DATASET RECORDS ->
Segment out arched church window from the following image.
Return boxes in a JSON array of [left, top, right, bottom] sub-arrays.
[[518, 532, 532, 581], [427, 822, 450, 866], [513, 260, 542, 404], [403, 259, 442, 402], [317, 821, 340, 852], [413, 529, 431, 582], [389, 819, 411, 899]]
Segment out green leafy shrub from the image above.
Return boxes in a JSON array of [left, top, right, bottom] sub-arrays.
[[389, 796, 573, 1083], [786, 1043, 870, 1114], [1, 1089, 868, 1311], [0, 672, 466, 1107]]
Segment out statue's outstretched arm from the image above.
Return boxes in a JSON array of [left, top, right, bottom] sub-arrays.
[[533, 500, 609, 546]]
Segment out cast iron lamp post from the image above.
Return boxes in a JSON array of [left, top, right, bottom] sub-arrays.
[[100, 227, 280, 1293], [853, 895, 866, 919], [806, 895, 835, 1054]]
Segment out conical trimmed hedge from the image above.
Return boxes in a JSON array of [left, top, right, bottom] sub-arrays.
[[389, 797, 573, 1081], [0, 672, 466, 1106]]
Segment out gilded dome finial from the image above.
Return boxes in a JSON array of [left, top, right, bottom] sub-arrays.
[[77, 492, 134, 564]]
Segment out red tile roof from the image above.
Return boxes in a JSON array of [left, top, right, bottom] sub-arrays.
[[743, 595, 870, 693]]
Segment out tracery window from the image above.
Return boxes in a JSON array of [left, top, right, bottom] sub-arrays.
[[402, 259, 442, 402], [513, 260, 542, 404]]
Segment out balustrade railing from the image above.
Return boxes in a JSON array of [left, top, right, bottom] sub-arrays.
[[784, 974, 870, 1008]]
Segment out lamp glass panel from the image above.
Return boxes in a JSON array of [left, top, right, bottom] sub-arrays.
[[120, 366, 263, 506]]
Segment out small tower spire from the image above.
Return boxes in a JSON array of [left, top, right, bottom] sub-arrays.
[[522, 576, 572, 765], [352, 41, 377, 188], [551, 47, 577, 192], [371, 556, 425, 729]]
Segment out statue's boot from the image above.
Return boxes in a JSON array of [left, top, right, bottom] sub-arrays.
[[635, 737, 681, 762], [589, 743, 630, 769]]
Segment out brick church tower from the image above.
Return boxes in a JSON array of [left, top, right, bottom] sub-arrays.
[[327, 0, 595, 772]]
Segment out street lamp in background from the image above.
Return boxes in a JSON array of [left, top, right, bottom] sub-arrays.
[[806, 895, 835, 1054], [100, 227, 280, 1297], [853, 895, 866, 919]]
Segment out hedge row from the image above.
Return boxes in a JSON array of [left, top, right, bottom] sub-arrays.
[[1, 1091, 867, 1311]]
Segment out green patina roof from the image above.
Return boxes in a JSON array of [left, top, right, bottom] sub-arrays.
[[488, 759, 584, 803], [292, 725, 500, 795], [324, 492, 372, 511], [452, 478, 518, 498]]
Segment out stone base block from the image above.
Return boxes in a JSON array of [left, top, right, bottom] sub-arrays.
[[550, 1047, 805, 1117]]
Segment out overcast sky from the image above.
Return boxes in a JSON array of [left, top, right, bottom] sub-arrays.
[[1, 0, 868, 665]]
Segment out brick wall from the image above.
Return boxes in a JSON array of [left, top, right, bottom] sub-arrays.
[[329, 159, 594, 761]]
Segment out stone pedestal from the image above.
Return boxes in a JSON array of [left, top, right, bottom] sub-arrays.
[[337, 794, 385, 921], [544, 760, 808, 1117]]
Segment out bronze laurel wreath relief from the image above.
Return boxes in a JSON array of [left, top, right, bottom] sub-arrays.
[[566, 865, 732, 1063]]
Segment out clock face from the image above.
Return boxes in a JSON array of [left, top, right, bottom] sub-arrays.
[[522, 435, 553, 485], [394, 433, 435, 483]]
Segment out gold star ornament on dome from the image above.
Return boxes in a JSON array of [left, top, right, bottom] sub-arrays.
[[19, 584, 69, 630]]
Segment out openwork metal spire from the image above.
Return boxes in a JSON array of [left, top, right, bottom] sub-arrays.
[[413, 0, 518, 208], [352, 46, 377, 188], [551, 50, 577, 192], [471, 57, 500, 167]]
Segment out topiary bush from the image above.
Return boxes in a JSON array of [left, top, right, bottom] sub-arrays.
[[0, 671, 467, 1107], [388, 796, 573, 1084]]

TASK DETAILS -> Reproduce every line of the material above exactly.

ANSWER TO THIS PROBLEM ->
Segment out arched church window from the following image.
Return boxes in a JSON array of [left, top, right, bottom] sub-arrays.
[[518, 532, 532, 581], [427, 822, 450, 866], [513, 260, 542, 404], [403, 259, 442, 402], [317, 821, 340, 852], [413, 529, 431, 582], [389, 819, 411, 899]]
Segment out green leafy shrub from the image above.
Return boxes in a JSON array of [left, top, right, bottom] sub-arrays.
[[389, 796, 573, 1083], [786, 1043, 870, 1114], [1, 1089, 868, 1311], [0, 672, 466, 1107]]
Segment out statue's outstretched arm from the image above.
Return boxes in a JSON array of [left, top, right, bottom] sub-arrays.
[[533, 500, 609, 546]]
Segment out cast iron lamp post from the image above.
Return boxes in a JSON array of [left, top, right, bottom] sub-arrays.
[[100, 227, 280, 1293], [853, 895, 866, 919], [806, 895, 835, 1054]]
Segment out conical trimmed hedge from the image above.
Return boxes in a JSON array of [left, top, right, bottom] sub-arrays.
[[389, 797, 573, 1081], [0, 672, 466, 1106]]
Segment out gilded dome finial from the image above.
Return boxes in a JSON array of [left, top, right, bottom] sub-arrays.
[[77, 492, 134, 564]]
Segment out red tile roof from the image above.
Return boxes in a JSON array of [left, top, right, bottom] sub-arrays.
[[743, 595, 870, 693]]
Segment out tracery window from the image above.
Return boxes in a JSON array of [left, top, right, bottom] sub-arrays.
[[402, 259, 442, 402], [513, 260, 542, 404]]
Segment out balustrade railing from the image above.
Return boxes in a JSON array of [left, top, right, bottom] sub-arrays.
[[784, 974, 870, 1008]]
Segment out lamp glass panel from the image above.
Return boxes in a JSON array of [left, top, right, bottom] sub-arrays.
[[120, 366, 263, 506]]
Segment out small tower spire from the image above.
Return boxes in a JSON array of [left, top, right, bottom] sub-arrays.
[[522, 576, 572, 765], [352, 41, 377, 188], [551, 47, 577, 192], [371, 556, 425, 729]]
Segment out statue's boot from the image above.
Return boxes in a JSON array of [left, top, right, bottom] sub-arrays.
[[635, 737, 681, 762], [589, 743, 630, 769]]
Segment out brick church tower from the image above.
Return boxes in a JSON array of [left, top, right, bottom] sub-arrays.
[[327, 0, 595, 772]]
Segment out street lamp in background from the image above.
Return boxes in a JSON array of [left, top, right, bottom] sub-arrays.
[[806, 895, 835, 1054], [100, 227, 280, 1297], [853, 895, 866, 919]]
Segment out hedge row from the image above.
Return boxes in a JSON array of [left, top, right, bottom] sub-arrays.
[[1, 1091, 867, 1311]]
Segment out green patina roof from the image above.
Return boxes in a JSON array of [left, top, right, bottom] sub-arrays.
[[488, 759, 584, 803], [292, 725, 500, 795], [324, 492, 372, 511], [452, 478, 518, 498]]
Segment out stone base block from the image above.
Return boxes in a JSON array of [left, top, right, bottom] sub-arrays.
[[550, 1047, 805, 1117]]
Segment out overcast sky from the image above.
Return boxes in a JSON array of [left, top, right, bottom] sub-arrays.
[[1, 0, 868, 665]]
Segment out brick wall from the image above.
Return boxes in a JSON array of [left, top, right, bottom] sub-arrays.
[[329, 159, 594, 761]]
Segment out stone pedestal from the image above.
Return boxes in a JSON array of [left, top, right, bottom] sub-arrays.
[[337, 794, 385, 921], [544, 760, 808, 1117]]
Segment out bronze laurel wreath relief from the image above.
Return boxes in a JSON array of [left, top, right, bottom] sub-arrays.
[[566, 865, 732, 1063]]
Segment out clock face from the image above.
Return boxes in a JSON array of [left, top, right, bottom] sub-arrays.
[[522, 435, 553, 485], [394, 433, 435, 483]]
Segment out gold star ornament on dome from the image above.
Return boxes in a JSON array of [left, top, right, bottom] sub-arrays.
[[19, 584, 69, 630]]
Segment out openwork metal spire from the image above.
Return boxes in a JSON array of [left, top, right, bottom] sub-arrays.
[[413, 0, 518, 208], [352, 46, 377, 188], [551, 50, 577, 192], [471, 57, 500, 167]]
Segment out topiary bush from the image above.
Return boxes in a JSON array of [left, top, right, bottom] sub-arrays.
[[0, 671, 467, 1107], [388, 796, 573, 1084]]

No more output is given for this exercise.